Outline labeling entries
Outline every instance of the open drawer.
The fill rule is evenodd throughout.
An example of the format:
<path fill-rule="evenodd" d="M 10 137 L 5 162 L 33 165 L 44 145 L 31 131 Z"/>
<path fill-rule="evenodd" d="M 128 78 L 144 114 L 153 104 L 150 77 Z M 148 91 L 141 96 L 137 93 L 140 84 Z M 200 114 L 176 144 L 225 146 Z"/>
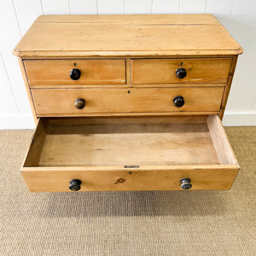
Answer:
<path fill-rule="evenodd" d="M 238 170 L 218 115 L 41 118 L 21 167 L 30 191 L 229 189 Z"/>

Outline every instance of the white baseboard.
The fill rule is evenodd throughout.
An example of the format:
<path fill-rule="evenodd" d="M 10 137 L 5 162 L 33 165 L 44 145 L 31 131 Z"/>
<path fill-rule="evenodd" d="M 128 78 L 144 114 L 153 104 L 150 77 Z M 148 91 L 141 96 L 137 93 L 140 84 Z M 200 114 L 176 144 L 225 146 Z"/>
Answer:
<path fill-rule="evenodd" d="M 255 126 L 256 113 L 226 113 L 224 115 L 224 126 Z"/>
<path fill-rule="evenodd" d="M 223 119 L 224 126 L 256 125 L 256 113 L 226 113 Z M 0 116 L 0 130 L 34 129 L 32 116 Z"/>
<path fill-rule="evenodd" d="M 0 130 L 34 128 L 35 122 L 32 116 L 0 116 Z"/>

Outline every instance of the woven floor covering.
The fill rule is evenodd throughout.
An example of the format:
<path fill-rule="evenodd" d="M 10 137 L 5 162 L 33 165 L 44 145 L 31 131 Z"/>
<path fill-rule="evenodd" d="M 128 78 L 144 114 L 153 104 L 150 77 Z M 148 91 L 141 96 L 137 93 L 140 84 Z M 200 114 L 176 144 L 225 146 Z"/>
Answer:
<path fill-rule="evenodd" d="M 228 191 L 30 193 L 32 131 L 0 131 L 0 255 L 256 255 L 256 127 L 225 128 Z"/>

§ SHORT PROBLEM
Copy every entry above word for word, leaving out the pictures.

§ WRITTEN ANSWER
Outline every instance of the open drawer.
The fill rule is evenodd throughout.
An example of the format:
<path fill-rule="evenodd" d="M 10 137 L 5 162 L 33 165 L 44 145 L 31 131 Z"/>
<path fill-rule="evenodd" d="M 128 78 L 144 114 L 153 104 L 150 77 Z M 148 91 L 141 96 L 137 93 L 140 84 Z M 200 114 L 176 144 L 225 146 Z"/>
Answer:
<path fill-rule="evenodd" d="M 238 170 L 218 115 L 41 118 L 21 167 L 30 191 L 229 189 Z"/>

Outline every instance of the white baseboard.
The fill rule is evenodd throughout.
An example of the format:
<path fill-rule="evenodd" d="M 10 137 L 5 162 L 33 165 L 44 145 L 31 131 Z"/>
<path fill-rule="evenodd" d="M 128 78 L 144 114 L 153 104 L 150 77 Z M 148 91 L 141 96 L 137 93 L 140 84 Z M 200 114 L 176 144 L 225 146 Z"/>
Answer:
<path fill-rule="evenodd" d="M 255 126 L 256 113 L 226 113 L 224 115 L 224 126 Z"/>
<path fill-rule="evenodd" d="M 223 119 L 224 126 L 256 125 L 256 113 L 226 113 Z M 0 116 L 0 130 L 34 129 L 32 116 Z"/>
<path fill-rule="evenodd" d="M 0 130 L 34 128 L 35 122 L 32 116 L 0 116 Z"/>

Outline every instance of the woven floor covering.
The fill rule is evenodd throughout.
An example of the format:
<path fill-rule="evenodd" d="M 10 137 L 5 162 L 33 165 L 44 145 L 31 131 Z"/>
<path fill-rule="evenodd" d="M 128 78 L 144 114 L 153 104 L 150 77 Z M 148 91 L 141 96 L 137 93 L 140 84 Z M 200 114 L 176 144 L 225 146 Z"/>
Answer:
<path fill-rule="evenodd" d="M 228 191 L 30 193 L 32 131 L 0 131 L 0 255 L 256 255 L 256 127 L 225 128 Z"/>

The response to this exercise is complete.